### Given records
--- BEGIN ---

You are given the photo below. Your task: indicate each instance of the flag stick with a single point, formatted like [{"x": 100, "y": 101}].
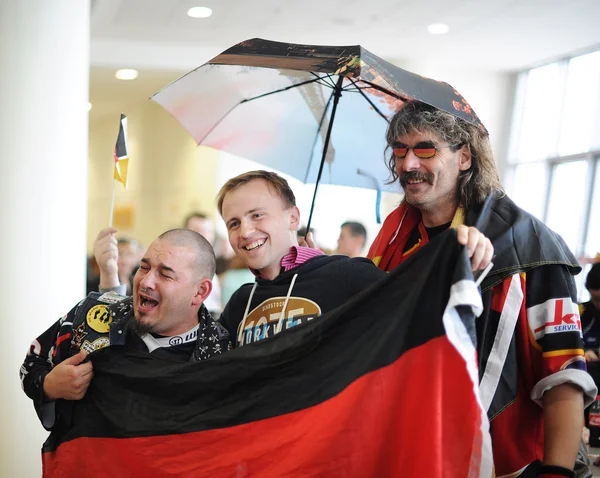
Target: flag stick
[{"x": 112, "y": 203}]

--- END ---
--- BEGIN ---

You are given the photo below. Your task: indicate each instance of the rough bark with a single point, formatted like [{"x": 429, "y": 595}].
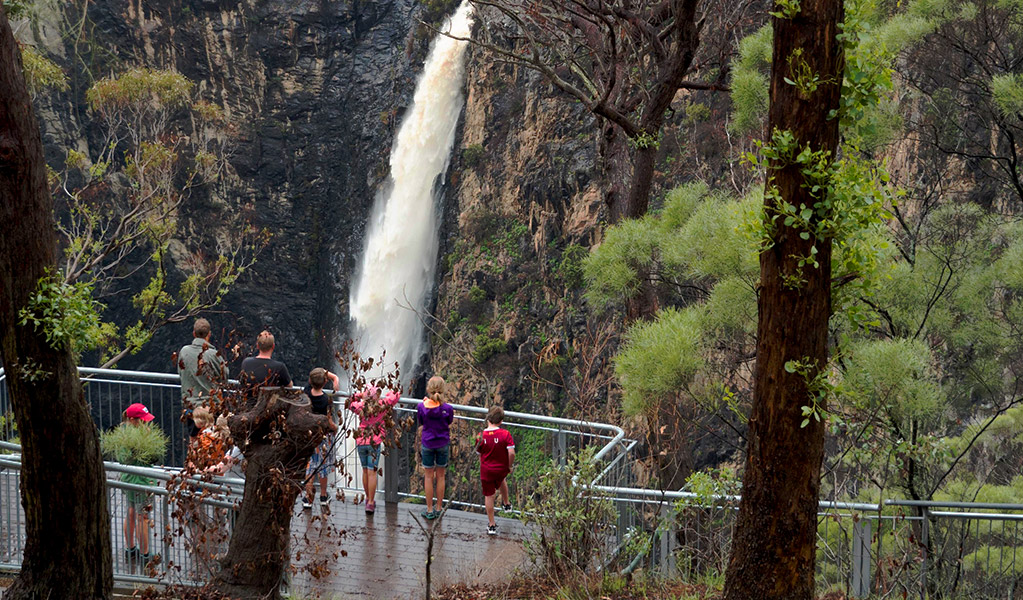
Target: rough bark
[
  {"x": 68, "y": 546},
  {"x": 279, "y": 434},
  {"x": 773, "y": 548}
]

--- END ---

### Task instructions
Extract each line of the material above that contains the word "photo".

### Output for this exercise
You are given the photo below. Your task: indicate each instance of the flag stick with a single point, formatted like [{"x": 100, "y": 101}].
You are given the photo below. Your task: indicate each instance of the rough bark with a single point, formatted like [{"x": 429, "y": 595}].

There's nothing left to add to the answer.